= Supplied passage =
————————
Some exoplanets, like the one shown in this illustration, may have atmospheres that could make them potentially suitable for life. NASA/JPL-Caltech via AP
Habitable Zone Planets: How Scientists Search for Liquid Water Beyond Earth
Morgan Underwood, Rice University When astronomers search for planets that could host liquid water on their surface, they start by looking at a star’s habitable zone. Water is a key ingredient for life, and on a planet too close to its star, water on its surface may “boil”; too far, and it could freeze. This zone marks the region in between. But being in this sweet spot doesn’t automatically mean a planet is hospitable to life. Other factors, like whether a planet is geologically active or has processes that regulate gases in its atmosphere, play a role. The habitable zone provides a useful guide to search for signs of life on exoplanets – planets outside our solar system orbiting other stars. But what’s in these planets’ atmospheres holds the next clue about whether liquid water — and possibly life — exists beyond Earth. On Earth, the greenhouse effect, caused by gases like carbon dioxide and water vapor, keeps the planet warm enough for liquid water and life as we know it. Without an atmosphere, Earth’s surface temperature would average around zero degrees Fahrenheit (minus 18 degrees Celsius), far below the freezing point of water. The boundaries of the habitable zone are defined by how much of a “greenhouse effect” is necessary to maintain the surface temperatures that allow for liquid water to persist. It’s a balance between sunlight and atmospheric warming. Many planetary scientists, including me, are seeking to understand if the processes responsible for regulating Earth’s climate are operating on other habitable zone worlds. We use what we know about Earth’s geology and climate to predict how these processes might appear elsewhere, which is where my geoscience expertise comes in.Picturing the habitable zone of a solar system analog, with Venus- and Mars-like planets outside of the ‘just right’ temperature zone.NASA
Why the habitable zone?
————————
= Data provided =
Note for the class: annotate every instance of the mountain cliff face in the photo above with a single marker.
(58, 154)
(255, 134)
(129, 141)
————————
= Request 1 =
According to the passage on habitable zone planets, what would Earth's average surface temperature be without an atmosphere?
= Request 2 =
Using the passage on habitable zone planets, explain why astronomers begin with a star's habitable zone when looking for planets that could have liquid surface water.
The lines are separate material with no connection to the passage on habitable zone planets.

= Exercise answer 1 =
It would average around zero degrees Fahrenheit (minus 18 degrees Celsius).

= Exercise answer 2 =
Water is a key ingredient for life. On a planet too close to its star, surface water may boil, and on one too far away it could freeze. The habitable zone is the region between those two extremes.